[RECORDS FOR PROCESSING — start]
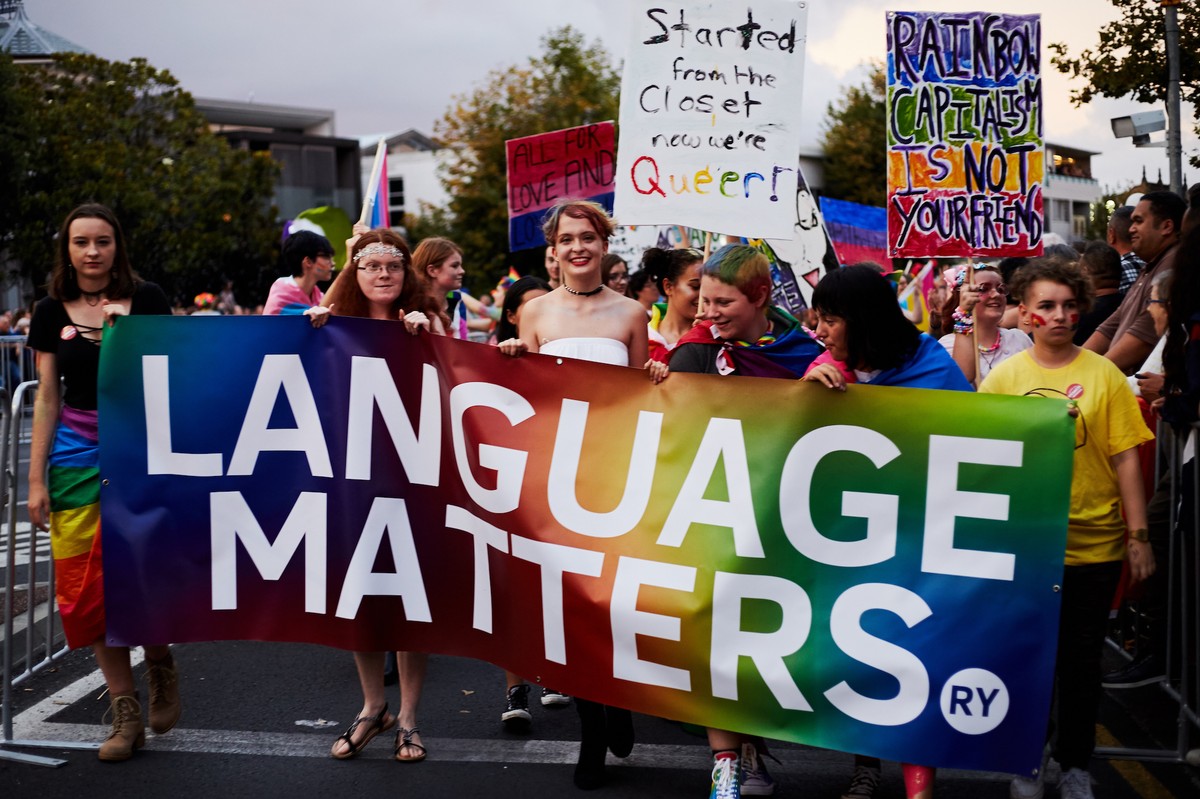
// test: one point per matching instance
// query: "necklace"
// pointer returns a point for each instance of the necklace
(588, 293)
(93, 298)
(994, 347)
[RECORDS FOR PROCESSING — finish]
[RECORDS FOR PROCESSING — start]
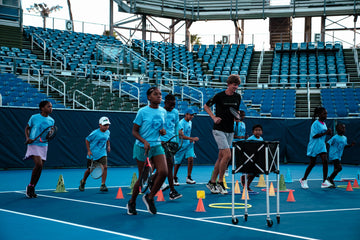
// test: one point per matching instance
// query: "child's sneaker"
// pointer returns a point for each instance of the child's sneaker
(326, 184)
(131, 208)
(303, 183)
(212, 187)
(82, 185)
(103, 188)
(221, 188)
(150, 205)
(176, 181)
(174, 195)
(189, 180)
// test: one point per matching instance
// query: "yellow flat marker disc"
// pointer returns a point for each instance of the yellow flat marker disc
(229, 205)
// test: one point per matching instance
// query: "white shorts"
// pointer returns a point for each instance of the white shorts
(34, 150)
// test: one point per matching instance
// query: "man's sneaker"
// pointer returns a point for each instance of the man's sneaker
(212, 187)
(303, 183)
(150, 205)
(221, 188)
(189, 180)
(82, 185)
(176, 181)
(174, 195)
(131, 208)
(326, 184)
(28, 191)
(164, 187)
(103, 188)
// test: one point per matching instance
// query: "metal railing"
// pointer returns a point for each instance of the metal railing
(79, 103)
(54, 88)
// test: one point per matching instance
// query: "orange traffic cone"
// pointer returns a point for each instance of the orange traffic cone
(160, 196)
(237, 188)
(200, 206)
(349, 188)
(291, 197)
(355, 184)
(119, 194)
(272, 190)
[RECORDS FOR PROCESSING — finish]
▸ WORK REQUIRED:
Gather and copy every line of the data in which the string "query" is found.

▸ RESULT OF THE TASK:
// query: "necklace"
// query: "child's sneaker"
// query: "yellow flat marker disc"
// query: "white shorts"
// query: "man's sneaker"
// query: "metal railing"
// query: "orange traffic cone"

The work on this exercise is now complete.